## WHAT THIS EXERCISE ASKS
1/ Could you condense the paragraph of the infrastructure editorial beginning "Infrastructure sector is a key driver" into a short bulleted list that keeps its main facts?
2/ Which lines of the listing contain the word "blind"? Return every one of them.

## TEXT PROVIDED
===

This editorial is based on “The Infrastructure Imperative” which was published in Financial Express on 19/11/2022. It talks about the major challenges to strengthening India’s infra sector and the measures that can be taken to overcome those issues.

For Prelims: National Infrastructure Pipeline (NIP), PM Gati Shakti Scheme, World Bank’s Financing India’s Urban Infrastructure Needs, National Bank for Financing Infrastructure and Development (NBFID)

For Mains: India’s Infrastructure sector - Significance, Challenges and related Initiatives.

Infrastructure sector is a key driver for the Indian economy. The sector is highly responsible for propelling India’s overall development and enjoys intense focus from the Government. Numerous initiatives have been taken to facilitate infrastructure projects across the country at centre as well as at state level.

But there are still several roadblocks to building class, state-of-the-art infrastructure across the sectors. India’s road to sustainably higher growth and a competitive manufacturing sector will go through robust and reliable national infrastructure.

===

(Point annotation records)
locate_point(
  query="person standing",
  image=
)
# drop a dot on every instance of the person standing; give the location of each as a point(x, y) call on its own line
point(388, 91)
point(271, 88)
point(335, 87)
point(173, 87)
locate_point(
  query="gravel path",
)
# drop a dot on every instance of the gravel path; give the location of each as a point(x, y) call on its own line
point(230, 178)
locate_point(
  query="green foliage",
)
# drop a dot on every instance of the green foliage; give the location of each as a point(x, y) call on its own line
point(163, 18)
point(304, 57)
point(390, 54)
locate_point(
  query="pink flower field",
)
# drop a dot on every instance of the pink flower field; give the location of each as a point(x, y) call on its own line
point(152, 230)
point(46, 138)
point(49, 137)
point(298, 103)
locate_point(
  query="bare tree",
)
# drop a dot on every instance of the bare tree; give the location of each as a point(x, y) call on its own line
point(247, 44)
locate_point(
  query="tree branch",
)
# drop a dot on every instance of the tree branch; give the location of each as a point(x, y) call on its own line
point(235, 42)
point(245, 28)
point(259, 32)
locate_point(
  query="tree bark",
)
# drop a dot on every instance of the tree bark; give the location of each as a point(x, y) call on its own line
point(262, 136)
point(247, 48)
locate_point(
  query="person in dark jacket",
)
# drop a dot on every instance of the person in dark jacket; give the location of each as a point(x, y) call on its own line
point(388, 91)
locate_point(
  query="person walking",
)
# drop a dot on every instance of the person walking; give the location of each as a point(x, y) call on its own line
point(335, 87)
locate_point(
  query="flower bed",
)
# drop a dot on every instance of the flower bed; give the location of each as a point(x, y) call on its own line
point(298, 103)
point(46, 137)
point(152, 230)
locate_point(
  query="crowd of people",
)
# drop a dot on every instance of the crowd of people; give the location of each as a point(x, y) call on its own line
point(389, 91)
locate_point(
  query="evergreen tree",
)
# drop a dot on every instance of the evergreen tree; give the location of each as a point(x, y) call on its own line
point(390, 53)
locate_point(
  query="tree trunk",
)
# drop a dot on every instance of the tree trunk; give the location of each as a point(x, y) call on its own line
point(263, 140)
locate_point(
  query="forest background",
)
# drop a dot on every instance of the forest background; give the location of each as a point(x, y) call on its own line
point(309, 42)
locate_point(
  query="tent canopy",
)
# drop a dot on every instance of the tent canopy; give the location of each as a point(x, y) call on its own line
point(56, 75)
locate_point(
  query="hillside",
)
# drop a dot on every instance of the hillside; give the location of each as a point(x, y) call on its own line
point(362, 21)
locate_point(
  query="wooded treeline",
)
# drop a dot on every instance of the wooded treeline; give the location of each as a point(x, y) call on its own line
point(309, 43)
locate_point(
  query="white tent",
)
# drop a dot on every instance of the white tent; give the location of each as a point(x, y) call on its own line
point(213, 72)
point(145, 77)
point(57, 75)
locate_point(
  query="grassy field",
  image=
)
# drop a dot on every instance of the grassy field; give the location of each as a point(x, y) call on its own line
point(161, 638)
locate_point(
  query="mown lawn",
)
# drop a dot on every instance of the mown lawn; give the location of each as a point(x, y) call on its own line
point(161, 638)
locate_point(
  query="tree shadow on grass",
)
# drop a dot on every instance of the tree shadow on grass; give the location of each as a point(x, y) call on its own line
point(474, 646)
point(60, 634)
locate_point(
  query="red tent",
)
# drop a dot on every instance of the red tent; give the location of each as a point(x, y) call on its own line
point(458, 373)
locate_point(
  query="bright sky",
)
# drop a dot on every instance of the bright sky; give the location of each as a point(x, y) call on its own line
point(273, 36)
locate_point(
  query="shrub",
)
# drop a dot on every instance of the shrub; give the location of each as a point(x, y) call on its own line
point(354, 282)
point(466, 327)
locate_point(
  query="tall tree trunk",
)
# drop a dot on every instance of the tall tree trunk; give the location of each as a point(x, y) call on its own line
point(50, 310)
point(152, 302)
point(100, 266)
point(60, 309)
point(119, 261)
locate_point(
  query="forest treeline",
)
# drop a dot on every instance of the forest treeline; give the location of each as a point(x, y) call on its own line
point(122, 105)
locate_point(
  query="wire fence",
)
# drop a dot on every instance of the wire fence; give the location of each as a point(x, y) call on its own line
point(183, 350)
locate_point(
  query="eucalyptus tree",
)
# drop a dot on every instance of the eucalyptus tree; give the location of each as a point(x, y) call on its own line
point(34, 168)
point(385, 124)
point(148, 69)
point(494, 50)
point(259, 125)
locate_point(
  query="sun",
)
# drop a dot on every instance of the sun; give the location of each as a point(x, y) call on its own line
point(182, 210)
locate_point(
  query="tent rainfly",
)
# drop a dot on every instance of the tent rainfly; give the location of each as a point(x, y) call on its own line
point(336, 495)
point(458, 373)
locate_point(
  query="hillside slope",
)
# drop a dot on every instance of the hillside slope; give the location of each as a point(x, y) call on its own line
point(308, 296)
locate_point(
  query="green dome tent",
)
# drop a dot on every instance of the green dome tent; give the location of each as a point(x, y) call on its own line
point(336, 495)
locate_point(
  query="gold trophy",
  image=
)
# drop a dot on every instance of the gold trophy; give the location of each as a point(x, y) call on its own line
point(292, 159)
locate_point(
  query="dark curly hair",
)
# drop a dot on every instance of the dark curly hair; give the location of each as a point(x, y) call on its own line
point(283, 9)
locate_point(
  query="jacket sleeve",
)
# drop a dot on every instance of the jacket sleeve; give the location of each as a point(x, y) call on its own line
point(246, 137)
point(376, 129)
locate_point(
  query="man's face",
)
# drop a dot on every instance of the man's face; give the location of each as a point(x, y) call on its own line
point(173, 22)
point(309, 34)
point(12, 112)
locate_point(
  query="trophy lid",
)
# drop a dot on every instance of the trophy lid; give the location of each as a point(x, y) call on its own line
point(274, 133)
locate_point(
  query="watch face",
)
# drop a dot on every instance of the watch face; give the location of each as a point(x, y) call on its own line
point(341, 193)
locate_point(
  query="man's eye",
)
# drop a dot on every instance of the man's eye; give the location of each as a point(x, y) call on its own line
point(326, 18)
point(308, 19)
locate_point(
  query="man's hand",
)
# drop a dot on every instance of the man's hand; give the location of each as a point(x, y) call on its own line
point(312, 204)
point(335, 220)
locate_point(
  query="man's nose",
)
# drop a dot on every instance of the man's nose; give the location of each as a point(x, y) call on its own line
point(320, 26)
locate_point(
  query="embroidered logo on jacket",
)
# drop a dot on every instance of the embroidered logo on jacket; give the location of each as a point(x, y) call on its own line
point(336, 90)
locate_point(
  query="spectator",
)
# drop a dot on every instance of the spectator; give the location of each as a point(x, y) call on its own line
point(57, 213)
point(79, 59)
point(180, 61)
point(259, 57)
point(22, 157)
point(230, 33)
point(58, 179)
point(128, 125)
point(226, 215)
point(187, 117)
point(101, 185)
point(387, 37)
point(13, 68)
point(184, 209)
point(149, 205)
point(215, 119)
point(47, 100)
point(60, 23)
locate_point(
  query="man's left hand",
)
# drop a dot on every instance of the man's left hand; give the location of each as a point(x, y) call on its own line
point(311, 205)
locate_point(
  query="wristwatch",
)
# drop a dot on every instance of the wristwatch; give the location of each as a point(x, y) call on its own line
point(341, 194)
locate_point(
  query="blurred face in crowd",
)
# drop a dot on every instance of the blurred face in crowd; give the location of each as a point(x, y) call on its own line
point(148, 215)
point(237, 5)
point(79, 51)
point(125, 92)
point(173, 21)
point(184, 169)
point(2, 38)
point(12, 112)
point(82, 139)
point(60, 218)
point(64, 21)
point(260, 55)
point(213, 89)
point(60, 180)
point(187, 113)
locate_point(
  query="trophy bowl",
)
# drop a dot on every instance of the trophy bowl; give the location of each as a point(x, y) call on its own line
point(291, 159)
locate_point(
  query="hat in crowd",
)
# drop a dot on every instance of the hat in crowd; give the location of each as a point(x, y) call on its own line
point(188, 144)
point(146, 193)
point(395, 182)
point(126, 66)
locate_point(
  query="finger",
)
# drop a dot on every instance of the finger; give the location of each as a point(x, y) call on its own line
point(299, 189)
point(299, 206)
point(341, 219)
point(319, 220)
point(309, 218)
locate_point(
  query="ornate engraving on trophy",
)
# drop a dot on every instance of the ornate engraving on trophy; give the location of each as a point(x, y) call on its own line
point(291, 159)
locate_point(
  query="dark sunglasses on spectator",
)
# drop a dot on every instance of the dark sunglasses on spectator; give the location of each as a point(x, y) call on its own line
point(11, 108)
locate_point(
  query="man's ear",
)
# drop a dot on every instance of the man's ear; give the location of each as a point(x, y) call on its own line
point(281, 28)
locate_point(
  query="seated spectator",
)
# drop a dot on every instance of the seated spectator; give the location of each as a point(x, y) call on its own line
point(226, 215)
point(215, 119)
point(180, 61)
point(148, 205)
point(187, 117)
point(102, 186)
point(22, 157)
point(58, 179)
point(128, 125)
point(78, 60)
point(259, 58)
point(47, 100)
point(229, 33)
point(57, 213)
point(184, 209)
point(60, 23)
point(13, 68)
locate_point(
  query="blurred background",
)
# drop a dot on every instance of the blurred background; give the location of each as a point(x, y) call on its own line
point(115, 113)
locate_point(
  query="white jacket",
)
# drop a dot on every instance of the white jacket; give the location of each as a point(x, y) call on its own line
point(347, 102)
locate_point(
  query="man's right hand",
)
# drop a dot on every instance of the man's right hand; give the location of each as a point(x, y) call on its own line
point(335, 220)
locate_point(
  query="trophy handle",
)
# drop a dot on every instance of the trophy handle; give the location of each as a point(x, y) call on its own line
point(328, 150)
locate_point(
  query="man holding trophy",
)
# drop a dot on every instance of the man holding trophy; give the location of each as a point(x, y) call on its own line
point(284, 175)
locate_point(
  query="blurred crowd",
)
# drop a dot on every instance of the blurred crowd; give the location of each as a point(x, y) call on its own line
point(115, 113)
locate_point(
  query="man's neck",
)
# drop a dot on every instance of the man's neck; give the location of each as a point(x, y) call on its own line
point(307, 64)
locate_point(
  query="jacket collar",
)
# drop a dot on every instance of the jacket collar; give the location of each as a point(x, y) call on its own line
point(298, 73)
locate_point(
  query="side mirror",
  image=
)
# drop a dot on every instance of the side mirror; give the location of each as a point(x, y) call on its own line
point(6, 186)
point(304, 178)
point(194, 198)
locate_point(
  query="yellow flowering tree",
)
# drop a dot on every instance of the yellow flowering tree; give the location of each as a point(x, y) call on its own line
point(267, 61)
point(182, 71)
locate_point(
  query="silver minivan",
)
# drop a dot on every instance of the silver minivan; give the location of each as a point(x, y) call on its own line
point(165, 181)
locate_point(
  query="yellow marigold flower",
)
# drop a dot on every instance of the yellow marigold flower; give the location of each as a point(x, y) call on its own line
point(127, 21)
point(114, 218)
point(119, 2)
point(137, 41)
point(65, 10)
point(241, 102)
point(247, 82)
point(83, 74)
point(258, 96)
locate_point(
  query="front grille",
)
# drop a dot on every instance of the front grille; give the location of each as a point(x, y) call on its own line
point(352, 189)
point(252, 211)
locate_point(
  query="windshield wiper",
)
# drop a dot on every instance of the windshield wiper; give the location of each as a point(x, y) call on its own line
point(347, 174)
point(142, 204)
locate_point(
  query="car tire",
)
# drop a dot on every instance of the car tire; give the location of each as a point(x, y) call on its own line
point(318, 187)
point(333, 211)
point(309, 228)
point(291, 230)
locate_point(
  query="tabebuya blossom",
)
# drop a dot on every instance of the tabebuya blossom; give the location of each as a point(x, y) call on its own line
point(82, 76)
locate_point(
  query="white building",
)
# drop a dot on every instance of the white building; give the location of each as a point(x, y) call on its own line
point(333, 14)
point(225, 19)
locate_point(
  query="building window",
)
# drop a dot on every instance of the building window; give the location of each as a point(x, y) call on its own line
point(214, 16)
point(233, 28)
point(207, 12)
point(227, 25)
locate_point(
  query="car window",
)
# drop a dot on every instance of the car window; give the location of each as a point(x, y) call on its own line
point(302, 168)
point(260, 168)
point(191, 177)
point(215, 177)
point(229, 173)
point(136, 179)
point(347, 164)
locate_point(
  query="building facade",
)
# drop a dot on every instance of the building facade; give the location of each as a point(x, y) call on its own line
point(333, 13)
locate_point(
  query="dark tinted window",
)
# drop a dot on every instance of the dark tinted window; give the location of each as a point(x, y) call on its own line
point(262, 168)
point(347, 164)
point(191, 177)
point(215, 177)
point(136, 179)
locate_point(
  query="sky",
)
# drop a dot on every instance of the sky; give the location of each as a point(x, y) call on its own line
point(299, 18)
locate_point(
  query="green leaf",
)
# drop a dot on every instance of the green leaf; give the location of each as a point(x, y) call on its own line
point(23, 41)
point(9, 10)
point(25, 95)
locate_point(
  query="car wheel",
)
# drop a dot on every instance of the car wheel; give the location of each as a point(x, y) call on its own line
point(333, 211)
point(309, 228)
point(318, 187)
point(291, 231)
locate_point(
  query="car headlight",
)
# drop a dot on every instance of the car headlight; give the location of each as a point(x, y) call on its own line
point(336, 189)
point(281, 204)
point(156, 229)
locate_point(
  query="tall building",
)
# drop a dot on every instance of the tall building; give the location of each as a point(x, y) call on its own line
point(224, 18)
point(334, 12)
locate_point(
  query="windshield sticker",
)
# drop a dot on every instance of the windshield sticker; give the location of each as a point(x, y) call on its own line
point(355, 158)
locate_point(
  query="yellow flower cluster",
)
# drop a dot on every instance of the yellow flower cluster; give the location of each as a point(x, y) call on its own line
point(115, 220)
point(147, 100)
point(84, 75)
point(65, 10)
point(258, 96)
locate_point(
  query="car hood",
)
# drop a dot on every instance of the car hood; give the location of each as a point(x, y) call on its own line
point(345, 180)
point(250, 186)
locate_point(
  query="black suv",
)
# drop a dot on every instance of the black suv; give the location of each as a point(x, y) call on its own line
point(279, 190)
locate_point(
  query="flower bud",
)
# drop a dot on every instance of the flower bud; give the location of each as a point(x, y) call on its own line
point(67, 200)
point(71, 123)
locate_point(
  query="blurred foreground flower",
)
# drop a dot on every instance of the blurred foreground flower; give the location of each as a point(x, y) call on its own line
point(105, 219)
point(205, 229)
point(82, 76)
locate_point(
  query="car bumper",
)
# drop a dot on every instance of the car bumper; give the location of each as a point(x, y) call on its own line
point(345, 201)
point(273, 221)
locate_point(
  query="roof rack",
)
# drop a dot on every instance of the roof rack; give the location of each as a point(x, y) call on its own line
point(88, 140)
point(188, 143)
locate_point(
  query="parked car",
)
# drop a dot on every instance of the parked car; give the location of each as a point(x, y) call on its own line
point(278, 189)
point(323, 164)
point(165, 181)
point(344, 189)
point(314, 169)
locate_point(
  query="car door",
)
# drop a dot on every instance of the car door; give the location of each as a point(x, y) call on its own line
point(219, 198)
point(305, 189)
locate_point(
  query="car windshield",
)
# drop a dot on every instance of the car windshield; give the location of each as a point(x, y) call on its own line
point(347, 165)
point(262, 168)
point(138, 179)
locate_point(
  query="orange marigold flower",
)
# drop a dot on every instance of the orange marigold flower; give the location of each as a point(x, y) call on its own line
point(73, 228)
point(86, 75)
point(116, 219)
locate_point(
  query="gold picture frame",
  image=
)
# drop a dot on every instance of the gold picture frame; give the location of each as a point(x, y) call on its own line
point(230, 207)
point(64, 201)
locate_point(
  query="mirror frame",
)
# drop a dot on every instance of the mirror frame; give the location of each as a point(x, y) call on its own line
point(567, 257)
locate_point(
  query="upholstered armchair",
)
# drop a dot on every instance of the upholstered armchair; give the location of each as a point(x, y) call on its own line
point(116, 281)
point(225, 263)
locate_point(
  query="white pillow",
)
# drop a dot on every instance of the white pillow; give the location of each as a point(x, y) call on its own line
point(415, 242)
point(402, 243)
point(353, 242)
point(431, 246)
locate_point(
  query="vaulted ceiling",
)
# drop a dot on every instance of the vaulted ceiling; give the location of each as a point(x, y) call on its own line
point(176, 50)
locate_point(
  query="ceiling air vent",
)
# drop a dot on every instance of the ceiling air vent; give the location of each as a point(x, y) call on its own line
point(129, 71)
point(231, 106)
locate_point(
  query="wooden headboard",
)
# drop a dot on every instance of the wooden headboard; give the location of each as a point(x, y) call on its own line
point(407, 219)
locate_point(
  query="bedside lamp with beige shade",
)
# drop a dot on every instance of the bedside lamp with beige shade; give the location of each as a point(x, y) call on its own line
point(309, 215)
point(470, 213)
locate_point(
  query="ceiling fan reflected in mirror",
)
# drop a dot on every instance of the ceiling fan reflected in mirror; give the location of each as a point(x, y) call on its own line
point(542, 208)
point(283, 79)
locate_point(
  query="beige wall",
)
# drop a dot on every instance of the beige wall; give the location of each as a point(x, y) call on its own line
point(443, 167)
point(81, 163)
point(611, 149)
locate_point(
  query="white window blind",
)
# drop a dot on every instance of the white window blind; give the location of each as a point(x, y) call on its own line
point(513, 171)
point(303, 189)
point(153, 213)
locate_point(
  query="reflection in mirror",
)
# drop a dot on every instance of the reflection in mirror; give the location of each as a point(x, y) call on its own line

===

## LIST OF SOLUTIONS
1/
- Infrastructure is a key driver of the Indian economy.
- The sector is largely responsible for propelling India's overall development and receives intense focus from the Government.
- Numerous initiatives at both central and state levels support infrastructure projects across the country.

2/
  query="white window blind",
# drop a dot on every instance of the white window blind; give the location of each as a point(x, y) call on its own line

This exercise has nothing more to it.